▶ **Assigned task**
What is wanted is the line holding "where's the palm tree" and every later line through the end of the entries, set down exactly.
Start of Block
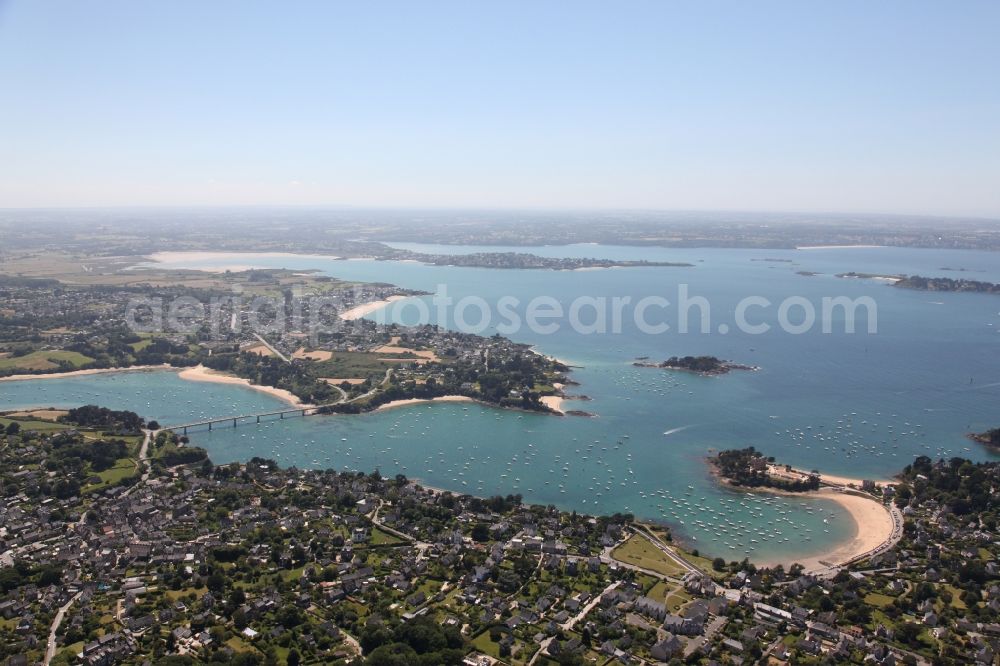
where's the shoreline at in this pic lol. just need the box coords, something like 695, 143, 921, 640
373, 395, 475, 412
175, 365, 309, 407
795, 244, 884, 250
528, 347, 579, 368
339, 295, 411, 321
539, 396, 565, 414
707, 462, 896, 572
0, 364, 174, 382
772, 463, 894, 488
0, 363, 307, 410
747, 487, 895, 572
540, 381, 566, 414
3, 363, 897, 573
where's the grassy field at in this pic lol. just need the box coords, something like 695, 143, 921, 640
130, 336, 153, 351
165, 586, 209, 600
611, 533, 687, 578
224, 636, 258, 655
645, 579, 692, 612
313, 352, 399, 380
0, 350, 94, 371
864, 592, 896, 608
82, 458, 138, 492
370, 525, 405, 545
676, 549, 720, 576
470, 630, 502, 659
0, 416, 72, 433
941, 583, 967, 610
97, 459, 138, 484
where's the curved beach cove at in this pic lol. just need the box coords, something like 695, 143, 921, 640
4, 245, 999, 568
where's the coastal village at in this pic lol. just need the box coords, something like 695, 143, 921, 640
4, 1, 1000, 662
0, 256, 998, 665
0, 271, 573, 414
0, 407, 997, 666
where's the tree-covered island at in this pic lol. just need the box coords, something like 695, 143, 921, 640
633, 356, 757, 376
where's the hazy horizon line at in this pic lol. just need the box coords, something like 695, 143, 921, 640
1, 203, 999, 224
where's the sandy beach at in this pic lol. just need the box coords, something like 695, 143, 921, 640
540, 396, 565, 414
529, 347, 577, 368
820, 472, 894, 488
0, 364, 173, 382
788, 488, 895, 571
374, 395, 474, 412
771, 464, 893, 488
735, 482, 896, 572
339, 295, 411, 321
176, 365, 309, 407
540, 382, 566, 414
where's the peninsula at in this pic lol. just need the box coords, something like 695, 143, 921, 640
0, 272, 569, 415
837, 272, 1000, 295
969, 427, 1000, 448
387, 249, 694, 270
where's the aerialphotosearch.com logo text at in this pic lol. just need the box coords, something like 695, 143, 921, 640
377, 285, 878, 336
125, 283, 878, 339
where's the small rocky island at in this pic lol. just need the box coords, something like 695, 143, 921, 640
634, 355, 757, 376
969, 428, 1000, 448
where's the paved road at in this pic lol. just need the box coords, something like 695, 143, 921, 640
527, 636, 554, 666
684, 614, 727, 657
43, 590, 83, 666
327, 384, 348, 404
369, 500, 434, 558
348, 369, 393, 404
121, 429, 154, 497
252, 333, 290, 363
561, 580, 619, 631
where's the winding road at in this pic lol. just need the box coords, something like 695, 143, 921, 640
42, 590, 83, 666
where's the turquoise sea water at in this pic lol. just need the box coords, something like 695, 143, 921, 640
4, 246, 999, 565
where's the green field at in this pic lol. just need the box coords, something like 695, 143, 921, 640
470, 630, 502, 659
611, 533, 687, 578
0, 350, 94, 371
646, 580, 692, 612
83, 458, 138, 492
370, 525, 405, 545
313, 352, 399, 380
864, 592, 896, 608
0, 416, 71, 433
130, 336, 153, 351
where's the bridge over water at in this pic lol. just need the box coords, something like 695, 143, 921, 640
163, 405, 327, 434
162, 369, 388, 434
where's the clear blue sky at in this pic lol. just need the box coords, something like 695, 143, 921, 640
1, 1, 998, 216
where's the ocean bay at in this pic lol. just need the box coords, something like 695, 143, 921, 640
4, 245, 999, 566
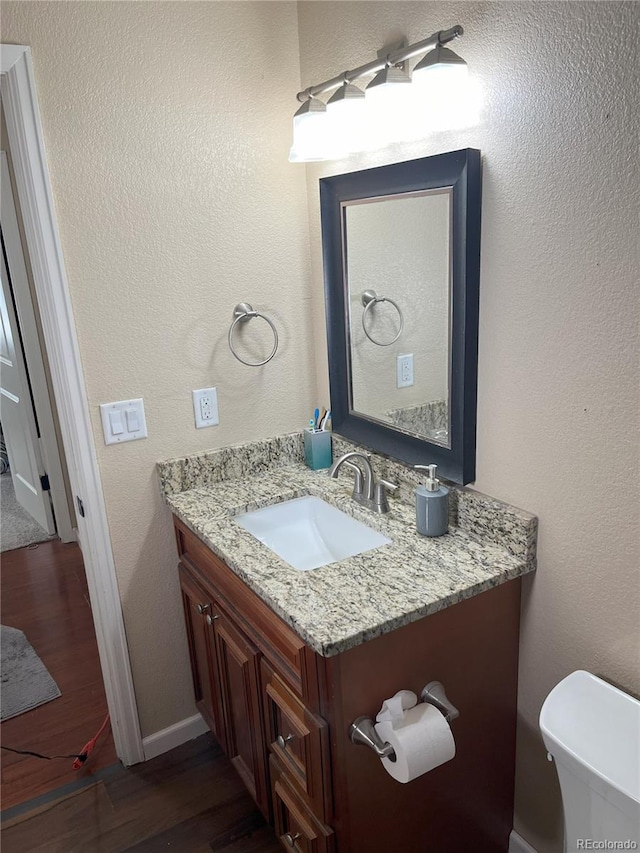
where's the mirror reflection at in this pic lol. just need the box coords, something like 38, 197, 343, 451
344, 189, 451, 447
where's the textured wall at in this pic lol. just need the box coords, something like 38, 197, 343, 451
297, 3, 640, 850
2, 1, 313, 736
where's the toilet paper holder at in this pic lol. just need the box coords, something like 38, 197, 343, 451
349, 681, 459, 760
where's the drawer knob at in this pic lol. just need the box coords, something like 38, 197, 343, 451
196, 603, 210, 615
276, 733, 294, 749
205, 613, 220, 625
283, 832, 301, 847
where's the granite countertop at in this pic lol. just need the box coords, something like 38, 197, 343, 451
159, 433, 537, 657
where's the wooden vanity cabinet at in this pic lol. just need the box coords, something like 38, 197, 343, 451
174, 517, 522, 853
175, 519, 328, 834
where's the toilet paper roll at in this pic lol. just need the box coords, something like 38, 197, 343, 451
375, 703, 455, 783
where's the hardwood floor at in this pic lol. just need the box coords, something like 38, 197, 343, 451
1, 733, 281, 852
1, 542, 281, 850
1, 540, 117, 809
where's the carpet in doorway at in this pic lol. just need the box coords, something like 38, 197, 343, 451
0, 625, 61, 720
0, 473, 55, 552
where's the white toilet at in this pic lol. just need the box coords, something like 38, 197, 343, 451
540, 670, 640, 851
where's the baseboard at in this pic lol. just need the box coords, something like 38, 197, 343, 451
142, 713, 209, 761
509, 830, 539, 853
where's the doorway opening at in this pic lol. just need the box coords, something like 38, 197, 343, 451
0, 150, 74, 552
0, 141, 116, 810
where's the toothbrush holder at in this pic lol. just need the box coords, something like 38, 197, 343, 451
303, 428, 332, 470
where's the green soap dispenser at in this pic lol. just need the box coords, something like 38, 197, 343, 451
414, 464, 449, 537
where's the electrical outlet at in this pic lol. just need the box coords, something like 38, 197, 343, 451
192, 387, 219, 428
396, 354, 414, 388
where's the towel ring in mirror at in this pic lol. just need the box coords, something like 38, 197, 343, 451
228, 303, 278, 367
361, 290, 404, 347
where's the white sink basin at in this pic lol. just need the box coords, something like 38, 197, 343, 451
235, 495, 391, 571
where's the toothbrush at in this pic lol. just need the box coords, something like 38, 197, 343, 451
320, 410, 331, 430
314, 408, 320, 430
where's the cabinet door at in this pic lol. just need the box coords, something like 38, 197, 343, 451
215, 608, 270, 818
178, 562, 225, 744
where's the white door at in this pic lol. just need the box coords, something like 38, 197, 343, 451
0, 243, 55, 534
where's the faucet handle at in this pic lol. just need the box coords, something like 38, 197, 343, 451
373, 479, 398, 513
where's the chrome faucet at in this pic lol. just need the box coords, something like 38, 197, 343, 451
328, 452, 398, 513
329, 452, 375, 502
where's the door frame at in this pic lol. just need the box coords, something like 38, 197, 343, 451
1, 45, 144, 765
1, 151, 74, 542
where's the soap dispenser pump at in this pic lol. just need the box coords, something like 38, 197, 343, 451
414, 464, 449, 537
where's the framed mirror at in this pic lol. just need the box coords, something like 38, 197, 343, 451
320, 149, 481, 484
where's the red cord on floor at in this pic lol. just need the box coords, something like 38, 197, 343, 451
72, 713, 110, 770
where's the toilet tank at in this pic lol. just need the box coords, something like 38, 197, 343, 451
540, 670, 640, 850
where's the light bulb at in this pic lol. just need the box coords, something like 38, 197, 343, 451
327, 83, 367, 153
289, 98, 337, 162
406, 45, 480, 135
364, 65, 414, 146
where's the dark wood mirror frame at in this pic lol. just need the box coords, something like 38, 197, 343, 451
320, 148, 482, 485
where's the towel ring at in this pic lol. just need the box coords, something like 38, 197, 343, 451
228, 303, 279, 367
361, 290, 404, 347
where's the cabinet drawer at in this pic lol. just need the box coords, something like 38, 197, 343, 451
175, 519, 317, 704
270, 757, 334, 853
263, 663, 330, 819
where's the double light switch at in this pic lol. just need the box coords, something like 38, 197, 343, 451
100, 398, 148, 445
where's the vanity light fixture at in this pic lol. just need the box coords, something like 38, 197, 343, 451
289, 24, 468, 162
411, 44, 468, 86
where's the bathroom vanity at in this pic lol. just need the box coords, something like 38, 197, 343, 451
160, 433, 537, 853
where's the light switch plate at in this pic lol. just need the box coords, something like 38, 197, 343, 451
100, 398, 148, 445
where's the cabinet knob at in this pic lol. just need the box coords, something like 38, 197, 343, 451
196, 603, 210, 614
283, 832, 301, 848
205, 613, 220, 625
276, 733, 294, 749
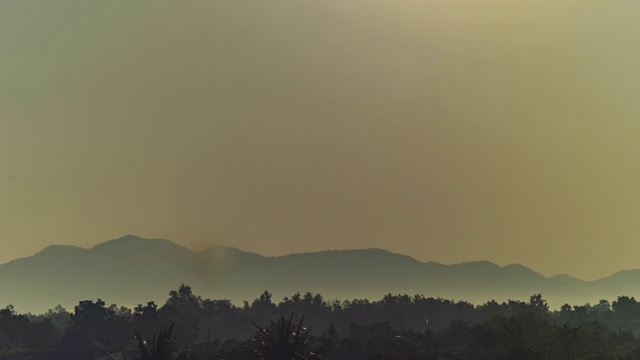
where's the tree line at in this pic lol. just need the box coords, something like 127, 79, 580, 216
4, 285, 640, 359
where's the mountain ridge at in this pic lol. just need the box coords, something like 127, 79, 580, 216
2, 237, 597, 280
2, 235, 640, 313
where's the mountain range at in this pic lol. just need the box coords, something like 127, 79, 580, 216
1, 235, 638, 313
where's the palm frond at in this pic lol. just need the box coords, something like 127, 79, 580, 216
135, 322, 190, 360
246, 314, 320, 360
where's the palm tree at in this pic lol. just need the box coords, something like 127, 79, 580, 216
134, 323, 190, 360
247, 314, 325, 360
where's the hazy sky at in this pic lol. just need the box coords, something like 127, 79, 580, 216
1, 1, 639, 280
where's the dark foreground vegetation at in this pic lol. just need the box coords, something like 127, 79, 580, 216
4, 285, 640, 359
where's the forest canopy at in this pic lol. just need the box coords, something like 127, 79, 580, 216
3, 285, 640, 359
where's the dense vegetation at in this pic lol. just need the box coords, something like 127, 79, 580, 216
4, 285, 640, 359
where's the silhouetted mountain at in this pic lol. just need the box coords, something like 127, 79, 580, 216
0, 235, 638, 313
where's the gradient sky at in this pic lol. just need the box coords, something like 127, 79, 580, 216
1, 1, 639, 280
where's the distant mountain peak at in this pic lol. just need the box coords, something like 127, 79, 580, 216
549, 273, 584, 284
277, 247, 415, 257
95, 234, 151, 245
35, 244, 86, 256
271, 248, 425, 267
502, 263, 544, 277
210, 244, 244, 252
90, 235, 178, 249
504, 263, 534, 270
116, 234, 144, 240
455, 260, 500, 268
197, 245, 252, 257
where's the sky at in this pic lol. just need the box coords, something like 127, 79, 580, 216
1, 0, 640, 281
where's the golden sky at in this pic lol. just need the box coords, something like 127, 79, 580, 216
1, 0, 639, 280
End of Block
▶ **The answer**
where's the palm tree at in this pic lol. just need the box coords, something like 127, 79, 580, 216
134, 323, 190, 360
247, 314, 325, 360
where's the hazy sky at in this pic lol. just need the box coords, something like 127, 79, 580, 216
1, 1, 639, 280
where's the dark foreground vegetation at in this pic lol. just need the box coords, something like 127, 79, 580, 216
4, 285, 640, 359
where's the forest canopy at in this pic lol. just need the box coords, something like 127, 79, 580, 216
3, 285, 640, 359
where's the dense vegetation at in this pic lol. just need the box coords, something like 127, 79, 580, 216
4, 285, 640, 359
where's the silhouetted mountain at in this pic lol. just need the box coords, something like 127, 79, 580, 216
0, 235, 638, 313
where's the gradient sky at in this pic lol. just need the box coords, something like 127, 79, 580, 216
1, 1, 639, 280
where's the distant mountain peak at in this pic lol. just need the box coords, something like 127, 79, 580, 216
549, 273, 584, 284
277, 247, 415, 257
95, 234, 151, 245
35, 244, 86, 256
271, 248, 425, 267
502, 263, 544, 277
210, 244, 244, 252
90, 235, 178, 249
504, 263, 534, 270
116, 234, 144, 240
455, 260, 500, 268
197, 245, 252, 257
where's the sky at in this pic lol. just need the box coords, something like 127, 79, 580, 216
1, 0, 640, 281
where's the golden sky at in this pic lol. just need the box coords, something like 127, 79, 580, 216
1, 0, 639, 280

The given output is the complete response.